__原文の抜粋__:
低成長の時代しか知らず、社会全体が成長していくというイメージを持ちにくい彼らには、その一員であるだけでは成長できないという感覚があるのではないだろうか。つまり社会の成長戦略は当てにならず、それに乗っていてもジリ貧になるばかりなので、自己の成長戦略が別途必要だ、というわけだ。その結果、「社会のよき一員」になるよりも「よき自分」になることが重視され、自己啓発的な意識が高まる一方で、社会的なものへの関心が薄らいでいく。
若者の自己啓発志向、自己啓発オタク化は、新自由主義的価値観、ネオリベ的要素、つまり競争社会をいかに勝ち抜くことが大切であるかという思想が着実に刷り込まれた結果とも言えます。
こうして近年、とくに若者世代の意識の中には、自己啓発的な志向と結び付きながらネオリベラルな考え方が浸透してきたのではないだろうか。ただしそれは、市場競争を勝ち抜いていこうとする者にありがちな強者の論理などではない。むしろ弱い立場に置かれた者が自らの身を守り、何とか生き残っていくための精一杯の手立て、いわば頼りないサバイバル術だ。
競争社会を生き残るサバイバル術としての自己啓発志向は社会や政治に期待を持てない若者たちだけではなく、「中年世代」にも広がっているようです。
かつての社会では、若者とは一時的な存在だった。つまり不安定で流動的な存在、社会の中心部に腰を落ち着ける以前の「周縁的人間」だと捉えられていたが、一方で中年期になると、どこかに足場を見つけ、そうした状態から脱すると考えられていた。
しかし今日の社会では、とりわけ雇用の問題から、不安定で流動的な状態からいつまでも抜け出すことのできない人たちが多い。彼らは「周縁的人間」のまま、成長と自己実現のための機会を十分に与えられることもなく、その結果、そのための欲求をいつまでも持ち続けることになる。いわば「永遠の若者」だと位置付けることができるだろう。今回、石丸氏を支持した中年世代の中には、そうした人たちも多かったのではないだろうか。

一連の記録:
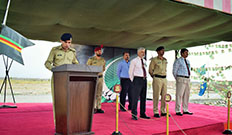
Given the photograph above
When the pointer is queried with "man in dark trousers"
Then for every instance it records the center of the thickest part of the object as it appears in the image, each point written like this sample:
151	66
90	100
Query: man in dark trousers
138	76
123	75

__作業一覧__:
A) 自己啓発志向についての文章を「こうして近年、とくに若者世代」から「たちだけではなく、「中年世代」にも広がっているようです。」まで（「たちだけではなく、「中年世代」にも広がっているようです。」を含む）書き写し、「サバイバル術」を「生存戦略」に改めてください。
B) 自己啓発志向についての文章で「」に囲まれている語句を、重複を除いてすべて挙げてください。
これらの記録は、自己啓発志向についての文章とは関係がありません。

__作業への回答__:
A)
こうして近年、とくに若者世代の意識の中には、自己啓発的な志向と結び付きながらネオリベラルな考え方が浸透してきたのではないだろうか。ただしそれは、市場競争を勝ち抜いていこうとする者にありがちな強者の論理などではない。むしろ弱い立場に置かれた者が自らの身を守り、何とか生き残っていくための精一杯の手立て、いわば頼りない生存戦略だ。
競争社会を生き残る生存戦略としての自己啓発志向は社会や政治に期待を持てない若者たちだけではなく、「中年世代」にも広がっているようです。

B)
社会のよき一員
よき自分
中年世代
周縁的人間
永遠の若者